■ Task:
Copy each of the following records line for line, changing nothing.

■ The records:
━━━━━━━━━━━━━━━━━━━━
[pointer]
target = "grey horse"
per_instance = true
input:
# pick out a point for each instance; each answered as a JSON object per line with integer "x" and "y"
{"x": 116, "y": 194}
━━━━━━━━━━━━━━━━━━━━
■ Result below:
[pointer]
target = "grey horse"
per_instance = true
input:
# pick out a point for each instance; each answered as a JSON object per line with integer "x" and "y"
{"x": 116, "y": 194}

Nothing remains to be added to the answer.